Task instructions :: Please copy all of the entries below line for line, changing no character.

Input ::
+++++

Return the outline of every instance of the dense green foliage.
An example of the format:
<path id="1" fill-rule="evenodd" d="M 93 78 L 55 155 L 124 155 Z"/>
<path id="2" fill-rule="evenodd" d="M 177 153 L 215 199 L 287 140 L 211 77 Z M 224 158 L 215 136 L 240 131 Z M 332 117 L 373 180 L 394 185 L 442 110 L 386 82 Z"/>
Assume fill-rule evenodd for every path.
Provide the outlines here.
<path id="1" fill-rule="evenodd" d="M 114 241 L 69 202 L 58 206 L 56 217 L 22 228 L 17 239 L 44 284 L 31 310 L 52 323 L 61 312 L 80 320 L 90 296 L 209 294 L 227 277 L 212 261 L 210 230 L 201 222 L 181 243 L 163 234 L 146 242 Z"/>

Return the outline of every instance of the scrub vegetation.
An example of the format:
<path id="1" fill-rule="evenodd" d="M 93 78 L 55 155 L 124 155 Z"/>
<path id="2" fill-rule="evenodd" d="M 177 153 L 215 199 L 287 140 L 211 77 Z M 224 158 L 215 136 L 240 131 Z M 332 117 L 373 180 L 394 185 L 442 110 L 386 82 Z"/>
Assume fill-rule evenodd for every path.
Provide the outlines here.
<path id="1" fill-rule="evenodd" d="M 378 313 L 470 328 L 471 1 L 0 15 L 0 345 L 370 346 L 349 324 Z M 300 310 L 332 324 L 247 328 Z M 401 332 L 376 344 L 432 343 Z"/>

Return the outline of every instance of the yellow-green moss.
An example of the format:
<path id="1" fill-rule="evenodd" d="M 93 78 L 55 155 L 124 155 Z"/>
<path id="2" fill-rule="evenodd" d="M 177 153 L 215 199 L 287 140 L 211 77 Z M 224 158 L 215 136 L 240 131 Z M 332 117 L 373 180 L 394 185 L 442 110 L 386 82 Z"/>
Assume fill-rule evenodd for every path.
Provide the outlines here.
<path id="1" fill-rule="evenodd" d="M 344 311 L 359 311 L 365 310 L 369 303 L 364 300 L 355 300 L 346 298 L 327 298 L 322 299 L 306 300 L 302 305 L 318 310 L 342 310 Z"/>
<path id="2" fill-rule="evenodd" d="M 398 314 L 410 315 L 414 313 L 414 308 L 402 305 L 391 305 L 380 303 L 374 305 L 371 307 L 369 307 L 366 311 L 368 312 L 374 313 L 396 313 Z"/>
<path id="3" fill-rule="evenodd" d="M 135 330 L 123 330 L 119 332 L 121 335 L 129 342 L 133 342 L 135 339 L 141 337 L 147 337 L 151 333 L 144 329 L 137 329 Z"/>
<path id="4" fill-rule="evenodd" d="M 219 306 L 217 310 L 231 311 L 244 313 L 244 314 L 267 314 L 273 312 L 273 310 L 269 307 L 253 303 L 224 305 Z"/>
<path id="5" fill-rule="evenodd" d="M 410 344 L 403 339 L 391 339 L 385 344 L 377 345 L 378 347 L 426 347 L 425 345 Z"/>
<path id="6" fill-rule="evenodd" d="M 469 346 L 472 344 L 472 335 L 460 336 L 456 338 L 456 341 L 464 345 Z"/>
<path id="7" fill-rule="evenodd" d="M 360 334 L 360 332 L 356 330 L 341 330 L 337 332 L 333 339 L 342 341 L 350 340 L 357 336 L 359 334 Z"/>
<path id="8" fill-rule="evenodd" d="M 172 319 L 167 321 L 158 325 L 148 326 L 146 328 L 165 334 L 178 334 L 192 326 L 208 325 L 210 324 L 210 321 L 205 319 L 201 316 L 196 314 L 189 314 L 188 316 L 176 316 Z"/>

+++++

The response ::
Return the outline of every instance of the dense green foliage.
An example of the format:
<path id="1" fill-rule="evenodd" d="M 93 78 L 55 155 L 124 155 Z"/>
<path id="2" fill-rule="evenodd" d="M 177 153 L 215 199 L 287 140 L 211 77 Z M 224 158 L 215 136 L 240 131 Z M 332 117 L 373 180 L 394 185 L 442 110 L 386 82 Z"/>
Assume fill-rule evenodd for every path.
Provide the outlines here.
<path id="1" fill-rule="evenodd" d="M 114 241 L 69 202 L 58 206 L 56 217 L 22 228 L 17 239 L 44 284 L 31 310 L 52 323 L 61 312 L 80 320 L 90 296 L 209 294 L 227 277 L 212 261 L 210 230 L 201 222 L 181 243 L 163 234 L 146 242 Z"/>

Return the outline of every instance of the scrub vegetation.
An example of the format:
<path id="1" fill-rule="evenodd" d="M 93 78 L 55 155 L 124 155 Z"/>
<path id="2" fill-rule="evenodd" d="M 177 153 L 215 199 L 287 140 L 211 77 Z M 224 158 L 215 136 L 240 131 Z M 332 117 L 373 180 L 394 185 L 442 110 L 386 82 Z"/>
Assume fill-rule evenodd for every path.
Provide the outlines here.
<path id="1" fill-rule="evenodd" d="M 378 313 L 470 328 L 471 1 L 0 15 L 0 345 L 370 346 L 349 324 Z M 300 310 L 332 324 L 247 328 Z M 401 332 L 376 344 L 432 343 Z"/>

Return the outline of every instance of the yellow-green moss.
An example of the format:
<path id="1" fill-rule="evenodd" d="M 93 78 L 55 155 L 124 155 Z"/>
<path id="2" fill-rule="evenodd" d="M 177 153 L 215 199 L 287 140 L 211 77 Z M 224 158 L 215 136 L 240 131 Z M 332 117 L 373 180 L 394 185 L 442 110 L 386 82 Z"/>
Assume fill-rule evenodd for every path.
Provide the outlines here.
<path id="1" fill-rule="evenodd" d="M 344 311 L 359 311 L 365 310 L 369 303 L 364 300 L 355 300 L 346 298 L 327 298 L 322 299 L 306 300 L 302 305 L 318 310 L 342 310 Z"/>
<path id="2" fill-rule="evenodd" d="M 398 314 L 410 315 L 414 313 L 414 308 L 402 305 L 391 305 L 380 303 L 374 305 L 371 307 L 369 307 L 366 311 L 368 312 L 374 313 L 396 313 Z"/>
<path id="3" fill-rule="evenodd" d="M 135 330 L 123 330 L 119 332 L 121 335 L 129 342 L 133 342 L 135 339 L 141 337 L 147 337 L 151 333 L 144 329 L 137 329 Z"/>
<path id="4" fill-rule="evenodd" d="M 219 306 L 217 310 L 231 311 L 244 313 L 244 314 L 267 314 L 273 312 L 273 310 L 269 307 L 253 303 L 224 305 Z"/>
<path id="5" fill-rule="evenodd" d="M 410 344 L 403 339 L 391 339 L 385 344 L 377 345 L 378 347 L 426 347 L 425 345 Z"/>
<path id="6" fill-rule="evenodd" d="M 469 346 L 472 344 L 472 335 L 460 336 L 456 338 L 456 341 L 464 345 Z"/>
<path id="7" fill-rule="evenodd" d="M 360 334 L 360 332 L 356 330 L 341 330 L 337 332 L 333 339 L 342 341 L 350 340 L 357 336 L 359 334 Z"/>
<path id="8" fill-rule="evenodd" d="M 172 319 L 167 321 L 158 325 L 148 326 L 146 328 L 165 334 L 178 334 L 192 326 L 208 325 L 210 324 L 210 321 L 205 319 L 201 316 L 196 314 L 189 314 L 188 316 L 176 316 Z"/>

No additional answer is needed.